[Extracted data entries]
┄┄┄┄┄┄
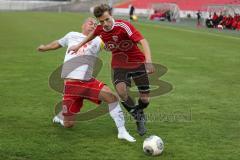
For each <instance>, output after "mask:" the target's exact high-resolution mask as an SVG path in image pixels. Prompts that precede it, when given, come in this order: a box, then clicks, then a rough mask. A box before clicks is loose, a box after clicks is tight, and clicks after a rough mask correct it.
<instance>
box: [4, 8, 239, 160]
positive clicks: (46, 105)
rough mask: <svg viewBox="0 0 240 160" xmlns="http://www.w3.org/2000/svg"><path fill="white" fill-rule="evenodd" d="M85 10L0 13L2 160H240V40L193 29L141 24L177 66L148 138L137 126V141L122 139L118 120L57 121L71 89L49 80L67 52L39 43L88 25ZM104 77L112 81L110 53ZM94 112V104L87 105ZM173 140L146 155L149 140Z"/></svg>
mask: <svg viewBox="0 0 240 160" xmlns="http://www.w3.org/2000/svg"><path fill="white" fill-rule="evenodd" d="M86 16H87V15H85V14H83V15H82V14H80V13H78V14H77V13H61V14H59V13H36V12H34V13H22V12H16V13H0V68H1V72H0V102H1V105H0V106H1V107H0V159H1V160H10V159H11V160H13V159H14V160H54V159H56V160H73V159H74V160H80V159H95V160H96V159H99V160H102V159H131V160H135V159H136V160H137V159H162V160H200V159H201V160H207V159H209V160H210V159H211V160H227V159H229V160H230V159H231V160H238V159H239V157H240V108H239V106H240V102H239V97H240V82H239V81H240V69H239V68H240V45H239V44H240V36H239V34H236V35H234V34H233V33H232V32H231V33H225V32H219V31H210V30H207V29H195V28H189V27H184V26H176V25H168V24H156V23H135V24H134V25H135V26H136V27H137V28H138V29H139V30H140V31H141V32H142V34H143V35H144V36H145V37H146V39H148V41H149V43H150V47H151V50H152V56H153V61H154V62H155V63H160V64H162V65H164V66H166V67H167V68H168V72H167V73H166V74H164V75H163V76H162V77H161V80H164V81H167V82H169V83H171V84H172V85H173V90H172V91H171V92H169V93H167V94H165V95H162V96H159V97H155V98H153V99H152V101H151V105H150V106H149V108H148V109H147V110H146V112H147V113H148V114H150V115H152V117H150V119H151V121H150V122H149V123H148V124H147V127H148V130H149V131H148V134H147V135H146V136H144V137H140V136H139V135H138V134H137V133H136V131H135V124H134V123H133V122H132V121H130V120H127V128H128V129H129V131H130V133H132V134H133V135H134V136H135V137H136V139H137V142H136V143H133V144H132V143H127V142H125V141H121V140H118V139H117V137H116V136H117V131H116V129H115V125H114V123H113V121H112V120H111V118H110V116H109V115H108V114H107V115H104V116H101V117H98V118H97V119H94V120H91V121H85V122H78V123H77V124H76V126H75V127H74V128H71V129H64V128H62V127H60V126H58V125H53V124H52V117H53V110H54V105H55V104H56V103H57V102H59V101H60V100H61V94H59V93H57V92H55V91H53V90H51V89H50V88H49V86H48V77H49V76H50V74H51V73H52V71H54V70H55V69H56V68H57V67H58V66H59V65H61V64H62V61H63V57H64V53H65V50H64V49H60V50H58V51H52V52H49V53H44V54H40V53H38V52H37V51H36V48H37V46H38V45H40V44H42V43H48V42H50V41H52V40H55V39H58V38H60V37H62V36H64V35H65V34H66V33H67V32H69V31H79V30H80V25H81V22H82V21H83V18H84V17H86ZM101 58H102V59H103V62H104V66H103V68H102V70H101V72H100V74H99V76H98V79H100V80H102V81H104V82H106V83H107V84H108V85H109V86H111V87H112V85H111V78H110V69H109V68H110V67H109V61H110V54H109V53H103V54H101ZM90 108H94V106H93V105H91V104H90V103H86V107H85V110H87V109H90ZM152 134H156V135H158V136H160V137H161V138H162V139H163V141H164V142H165V150H164V152H163V154H162V155H161V156H159V157H148V156H146V155H145V154H144V153H143V151H142V142H143V140H144V138H145V137H147V136H149V135H152Z"/></svg>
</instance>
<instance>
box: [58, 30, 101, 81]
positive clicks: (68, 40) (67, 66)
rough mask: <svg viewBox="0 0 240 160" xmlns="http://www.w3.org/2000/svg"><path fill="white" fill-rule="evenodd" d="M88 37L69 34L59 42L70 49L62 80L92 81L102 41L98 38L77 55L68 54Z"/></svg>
mask: <svg viewBox="0 0 240 160" xmlns="http://www.w3.org/2000/svg"><path fill="white" fill-rule="evenodd" d="M85 37H86V36H85V35H83V34H82V33H79V32H69V33H68V34H66V35H65V36H64V37H63V38H61V39H59V40H58V43H59V44H60V45H61V46H63V47H66V46H67V47H68V48H67V51H66V54H65V58H64V64H63V67H62V74H61V77H62V78H68V79H77V80H90V79H91V78H93V77H92V73H93V68H94V65H95V62H96V58H97V57H98V54H99V51H100V50H101V43H102V40H101V38H99V37H96V38H95V39H93V40H92V41H90V42H88V43H87V44H86V45H84V46H83V47H81V48H80V49H79V50H78V52H77V53H76V54H70V53H71V52H70V53H68V49H69V48H70V47H71V46H73V45H76V44H78V43H80V42H82V41H83V39H84V38H85Z"/></svg>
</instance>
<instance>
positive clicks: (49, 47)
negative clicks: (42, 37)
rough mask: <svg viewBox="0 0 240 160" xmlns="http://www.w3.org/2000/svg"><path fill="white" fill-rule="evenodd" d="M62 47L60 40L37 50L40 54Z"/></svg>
mask: <svg viewBox="0 0 240 160" xmlns="http://www.w3.org/2000/svg"><path fill="white" fill-rule="evenodd" d="M61 47H62V46H61V45H60V44H59V42H58V40H55V41H53V42H51V43H49V44H46V45H44V44H42V45H40V46H39V47H38V48H37V50H38V51H39V52H46V51H49V50H56V49H58V48H61Z"/></svg>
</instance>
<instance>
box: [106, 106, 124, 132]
mask: <svg viewBox="0 0 240 160" xmlns="http://www.w3.org/2000/svg"><path fill="white" fill-rule="evenodd" d="M108 106H109V113H110V115H111V117H112V119H113V120H114V122H115V124H116V126H117V128H118V133H123V132H126V131H127V130H126V128H125V120H124V115H123V111H122V109H121V107H120V104H119V103H118V101H117V102H113V103H109V104H108Z"/></svg>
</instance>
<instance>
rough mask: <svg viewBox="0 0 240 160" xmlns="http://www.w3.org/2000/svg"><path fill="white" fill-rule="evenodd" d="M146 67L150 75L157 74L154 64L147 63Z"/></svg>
mask: <svg viewBox="0 0 240 160" xmlns="http://www.w3.org/2000/svg"><path fill="white" fill-rule="evenodd" d="M145 67H146V71H147V73H148V74H152V73H154V72H155V68H154V66H153V64H152V63H145Z"/></svg>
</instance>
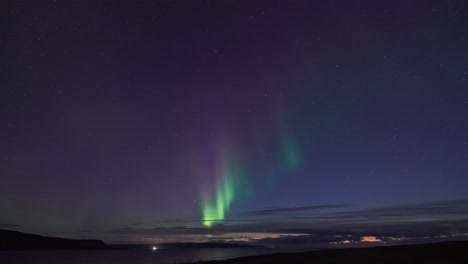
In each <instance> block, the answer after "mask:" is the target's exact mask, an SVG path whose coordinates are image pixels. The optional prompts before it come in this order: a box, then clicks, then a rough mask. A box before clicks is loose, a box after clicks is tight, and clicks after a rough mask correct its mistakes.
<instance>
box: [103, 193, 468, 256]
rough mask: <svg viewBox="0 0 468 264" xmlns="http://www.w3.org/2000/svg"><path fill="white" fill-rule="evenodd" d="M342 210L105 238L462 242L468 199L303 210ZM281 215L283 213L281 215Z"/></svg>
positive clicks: (332, 243) (296, 241)
mask: <svg viewBox="0 0 468 264" xmlns="http://www.w3.org/2000/svg"><path fill="white" fill-rule="evenodd" d="M347 206H348V205H331V206H329V205H318V206H307V207H295V208H277V209H269V210H260V211H253V212H249V214H248V215H244V216H238V218H236V219H233V220H230V221H225V222H224V223H222V224H221V223H217V224H215V225H213V226H212V227H210V228H206V227H203V226H201V224H200V223H199V221H197V223H194V222H193V221H187V222H186V223H183V225H176V226H158V227H154V228H146V229H144V228H133V227H124V228H119V229H114V230H109V231H106V233H109V234H115V235H133V236H147V237H163V236H164V237H171V236H176V237H184V236H185V237H188V238H194V237H199V238H203V239H205V240H208V241H215V242H219V241H230V240H231V241H232V240H238V241H239V242H245V243H255V244H260V245H273V246H294V247H297V246H307V247H309V248H327V247H330V246H346V245H350V244H352V245H366V244H367V245H369V244H377V243H386V244H400V243H416V242H421V241H423V242H432V241H434V242H435V241H445V240H460V239H468V200H460V201H447V202H435V203H424V204H410V205H398V206H391V207H385V208H371V209H365V210H362V209H361V210H351V211H341V212H329V211H327V212H322V211H320V212H318V213H316V214H313V215H310V213H309V210H315V209H319V208H341V207H343V208H346V207H347ZM283 212H287V214H282V213H283ZM264 215H271V217H264ZM166 224H168V225H170V224H174V222H167V223H166ZM240 237H242V238H240ZM247 237H248V239H247Z"/></svg>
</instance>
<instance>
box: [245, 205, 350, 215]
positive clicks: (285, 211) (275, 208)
mask: <svg viewBox="0 0 468 264" xmlns="http://www.w3.org/2000/svg"><path fill="white" fill-rule="evenodd" d="M349 206H351V205H350V204H324V205H311V206H301V207H284V208H274V209H265V210H257V211H250V212H246V213H245V214H257V215H263V214H275V213H292V212H300V211H311V210H325V209H336V208H343V207H349Z"/></svg>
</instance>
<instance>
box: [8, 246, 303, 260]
mask: <svg viewBox="0 0 468 264" xmlns="http://www.w3.org/2000/svg"><path fill="white" fill-rule="evenodd" d="M286 251H294V250H291V249H288V250H284V249H283V250H281V249H266V248H265V249H264V248H194V249H158V250H156V251H152V250H150V249H127V250H76V251H68V250H60V251H58V250H57V251H55V250H48V251H0V263H5V264H6V263H9V264H17V263H18V264H19V263H21V264H23V263H31V264H34V263H37V264H46V263H47V264H55V263H57V264H59V263H60V264H84V263H86V264H130V263H131V264H153V263H161V264H168V263H183V262H196V261H200V260H221V259H228V258H235V257H241V256H250V255H263V254H271V253H278V252H286Z"/></svg>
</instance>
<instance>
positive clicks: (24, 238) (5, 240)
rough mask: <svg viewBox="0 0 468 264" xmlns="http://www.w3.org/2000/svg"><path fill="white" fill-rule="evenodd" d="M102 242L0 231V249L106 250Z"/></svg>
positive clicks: (98, 240) (15, 232) (88, 240)
mask: <svg viewBox="0 0 468 264" xmlns="http://www.w3.org/2000/svg"><path fill="white" fill-rule="evenodd" d="M106 248H107V247H106V245H105V244H104V242H103V241H102V240H91V239H66V238H58V237H45V236H39V235H33V234H27V233H22V232H17V231H11V230H2V229H0V249H106Z"/></svg>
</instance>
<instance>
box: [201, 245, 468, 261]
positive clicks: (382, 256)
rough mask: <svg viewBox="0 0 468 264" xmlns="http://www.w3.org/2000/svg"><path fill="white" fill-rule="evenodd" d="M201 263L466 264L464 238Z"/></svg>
mask: <svg viewBox="0 0 468 264" xmlns="http://www.w3.org/2000/svg"><path fill="white" fill-rule="evenodd" d="M203 263H204V264H208V263H213V264H214V263H227V264H237V263H291V264H292V263H314V264H322V263H340V264H346V263H359V264H363V263H372V264H375V263H381V264H386V263H389V264H390V263H391V264H400V263H424V264H433V263H434V264H435V263H437V264H438V263H440V264H442V263H443V264H446V263H464V264H466V263H468V241H460V242H440V243H432V244H419V245H404V246H388V247H371V248H350V249H331V250H321V251H310V252H302V253H280V254H272V255H264V256H252V257H241V258H236V259H230V260H221V261H209V262H203Z"/></svg>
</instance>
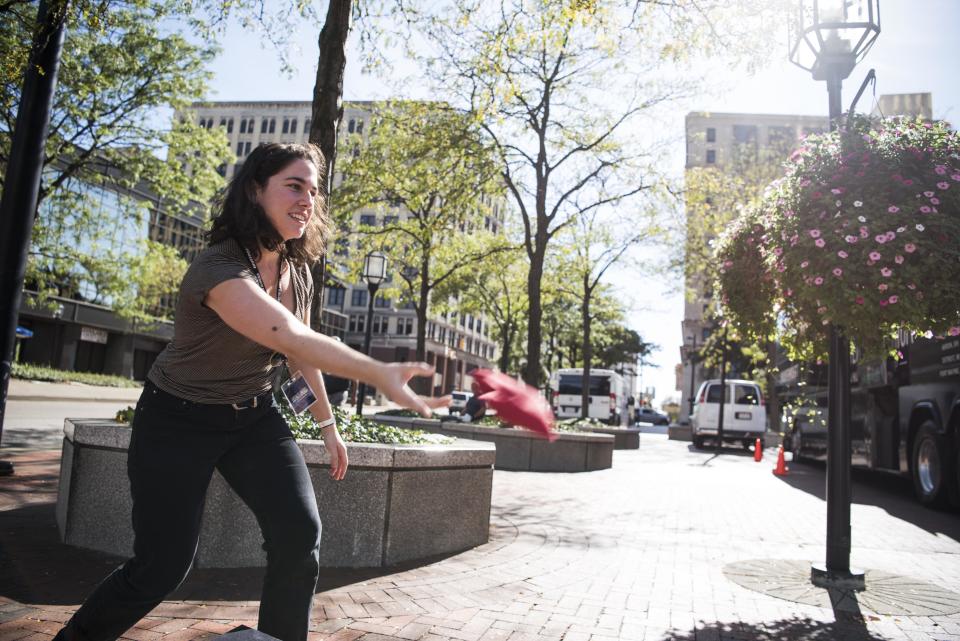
┄┄┄┄┄┄
WORK TO COMPLETE. Rewrite the lines from the beginning of the material through the line that contains "10L0 13L2 160H240V40L193", renaming every "rough mask" as "coarse mask" and leaving everything else unchanged. Leave the pictures out of the answer.

SOLVED EXERCISE.
For each <instance>, output after "mask:" the target's exact high-resolution mask as an SVG path in image pixels. Prompts that precede it, when given, come in this order: a box, then clicks, then a coarse mask. A box before clicks is loose, a box after clicks is tight, and clicks after a coarse mask correct it.
<instance>
box: [4, 8, 239, 160]
positive clicks: (46, 105)
coarse mask: <svg viewBox="0 0 240 160" xmlns="http://www.w3.org/2000/svg"><path fill="white" fill-rule="evenodd" d="M85 10L0 13L2 160H240V40L193 29L141 24L177 66L148 138L137 126V141L122 139L118 120L57 121L71 89L49 80L67 52L39 43L88 25ZM104 77L112 81L110 53ZM94 112V104L87 105ZM173 140L146 155L149 140Z"/></svg>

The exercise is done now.